### [What the exercise asks]
Every line below that holds the string "green" must be copied.

----------

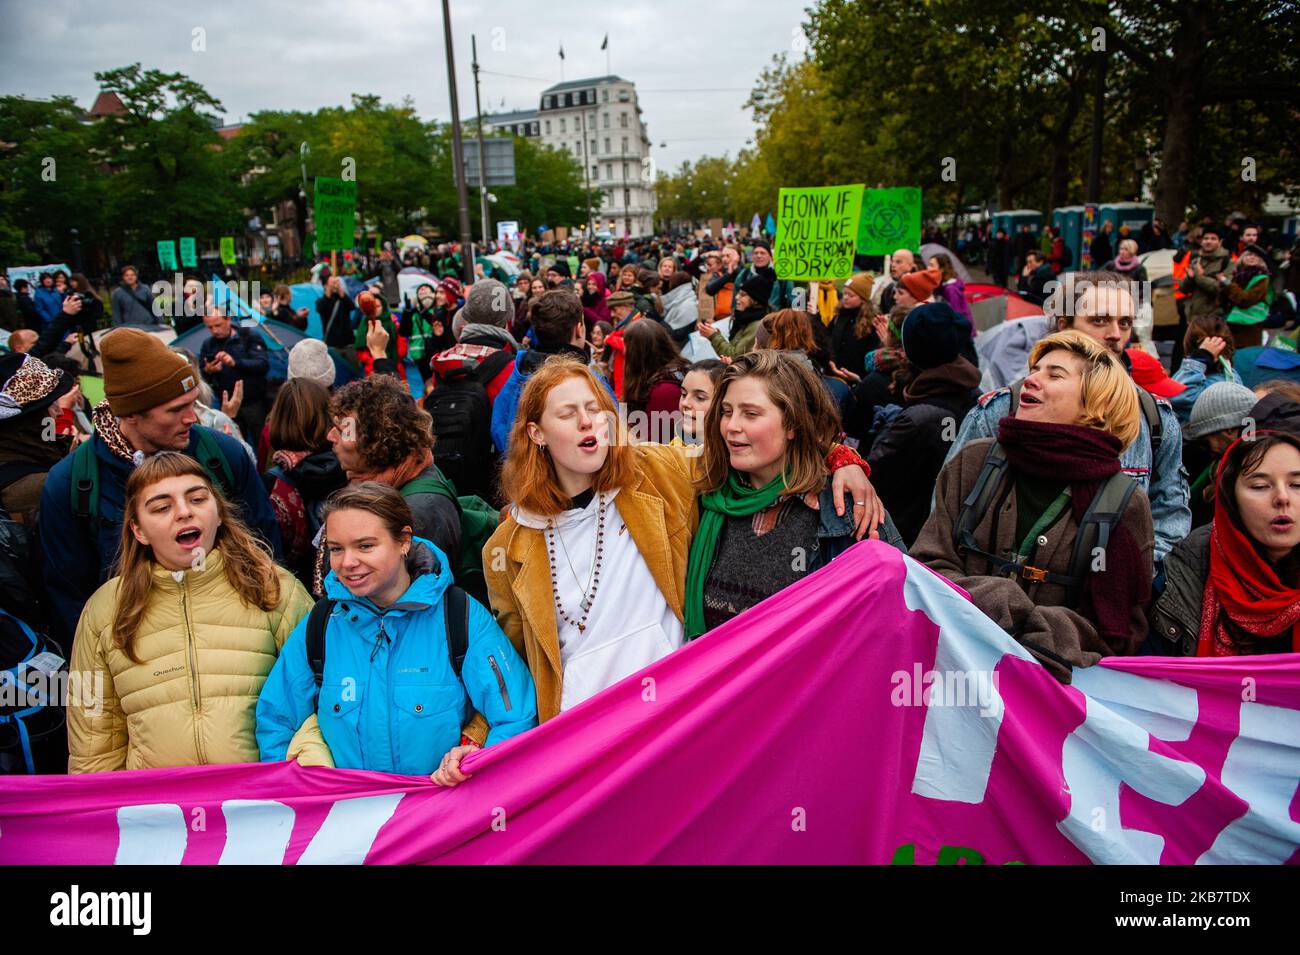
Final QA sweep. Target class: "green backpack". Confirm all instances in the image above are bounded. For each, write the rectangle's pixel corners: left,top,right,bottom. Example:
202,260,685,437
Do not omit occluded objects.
399,472,496,604
70,428,235,528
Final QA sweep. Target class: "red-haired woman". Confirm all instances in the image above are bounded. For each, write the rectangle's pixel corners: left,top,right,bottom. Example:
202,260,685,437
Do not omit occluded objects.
485,356,881,723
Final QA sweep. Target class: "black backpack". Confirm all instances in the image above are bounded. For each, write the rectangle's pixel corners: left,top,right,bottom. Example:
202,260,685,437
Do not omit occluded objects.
952,442,1138,609
423,352,511,499
303,585,470,689
0,462,49,627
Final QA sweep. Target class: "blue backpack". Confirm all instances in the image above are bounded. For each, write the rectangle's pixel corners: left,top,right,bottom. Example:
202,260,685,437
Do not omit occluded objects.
0,609,68,774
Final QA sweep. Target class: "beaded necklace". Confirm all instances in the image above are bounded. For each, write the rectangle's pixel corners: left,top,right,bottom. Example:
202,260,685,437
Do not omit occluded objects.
545,492,608,633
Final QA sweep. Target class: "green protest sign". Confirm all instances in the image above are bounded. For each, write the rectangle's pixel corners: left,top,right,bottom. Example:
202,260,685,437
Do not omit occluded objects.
156,240,178,271
772,184,864,281
179,237,197,268
314,176,358,252
857,187,922,255
219,237,236,265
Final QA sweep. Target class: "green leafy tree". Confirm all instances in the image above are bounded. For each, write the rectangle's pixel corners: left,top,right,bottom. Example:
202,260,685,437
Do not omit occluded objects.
90,64,244,263
0,95,105,266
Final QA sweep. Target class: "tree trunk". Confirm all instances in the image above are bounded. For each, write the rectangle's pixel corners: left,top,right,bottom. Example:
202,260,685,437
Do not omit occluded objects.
996,131,1015,209
1152,6,1211,226
1048,78,1085,211
948,182,965,249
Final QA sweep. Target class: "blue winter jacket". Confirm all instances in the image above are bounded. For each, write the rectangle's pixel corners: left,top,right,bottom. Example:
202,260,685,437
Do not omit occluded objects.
33,287,64,327
944,383,1191,566
39,424,282,647
1170,353,1243,423
256,539,537,775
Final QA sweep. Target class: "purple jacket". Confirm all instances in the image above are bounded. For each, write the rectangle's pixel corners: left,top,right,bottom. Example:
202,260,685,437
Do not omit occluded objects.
939,279,974,328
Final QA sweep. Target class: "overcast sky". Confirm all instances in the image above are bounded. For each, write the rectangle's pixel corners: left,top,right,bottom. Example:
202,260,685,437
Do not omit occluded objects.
0,0,814,173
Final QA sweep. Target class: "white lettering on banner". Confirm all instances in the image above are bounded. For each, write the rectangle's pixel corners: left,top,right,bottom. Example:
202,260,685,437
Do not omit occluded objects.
115,804,187,865
295,793,405,865
114,794,404,864
903,557,1029,803
1198,702,1300,864
1058,667,1204,864
218,800,295,865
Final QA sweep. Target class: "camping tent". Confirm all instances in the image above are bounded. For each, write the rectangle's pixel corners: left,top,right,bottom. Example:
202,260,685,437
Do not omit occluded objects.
170,317,309,357
963,283,1043,332
918,243,972,283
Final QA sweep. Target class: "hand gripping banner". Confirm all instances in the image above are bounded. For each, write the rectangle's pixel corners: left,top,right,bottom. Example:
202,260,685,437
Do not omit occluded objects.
2,542,1297,864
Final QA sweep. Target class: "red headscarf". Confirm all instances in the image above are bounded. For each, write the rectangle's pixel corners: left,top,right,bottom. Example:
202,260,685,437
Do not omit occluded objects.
1197,433,1300,656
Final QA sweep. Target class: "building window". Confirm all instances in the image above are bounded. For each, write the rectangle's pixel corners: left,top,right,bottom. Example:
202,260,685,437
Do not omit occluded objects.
560,117,566,133
603,113,610,129
592,165,598,179
543,95,552,109
604,137,611,153
602,89,609,103
606,163,612,179
565,93,573,107
622,136,629,152
591,140,597,154
531,122,539,136
620,112,628,128
545,120,551,134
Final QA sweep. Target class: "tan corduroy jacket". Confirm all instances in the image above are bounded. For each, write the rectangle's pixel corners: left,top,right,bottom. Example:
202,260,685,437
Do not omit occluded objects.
484,443,700,722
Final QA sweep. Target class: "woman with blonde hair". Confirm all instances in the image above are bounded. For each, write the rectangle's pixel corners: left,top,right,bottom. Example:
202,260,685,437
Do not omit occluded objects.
68,452,314,772
912,329,1154,681
485,355,880,722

----------

### [Result for this exercise]
Final QA sweep. Target class: "green backpack". Confirm all instances in the image above are bounded. For each, write the rectangle's pixel corners: left,top,right,bottom. Example:
Final QA sweep. Target class: "green protest sign". Confirm all instances in the image above are bounded. For each, write the rectangle's pixel corners: left,top,right,bottom. Example:
Final QA sweep. Target class: "green leafy tree". Confirm all instances in the image above are bounded. For each, write the rectangle's pixel corners: left,top,right,bottom. Example:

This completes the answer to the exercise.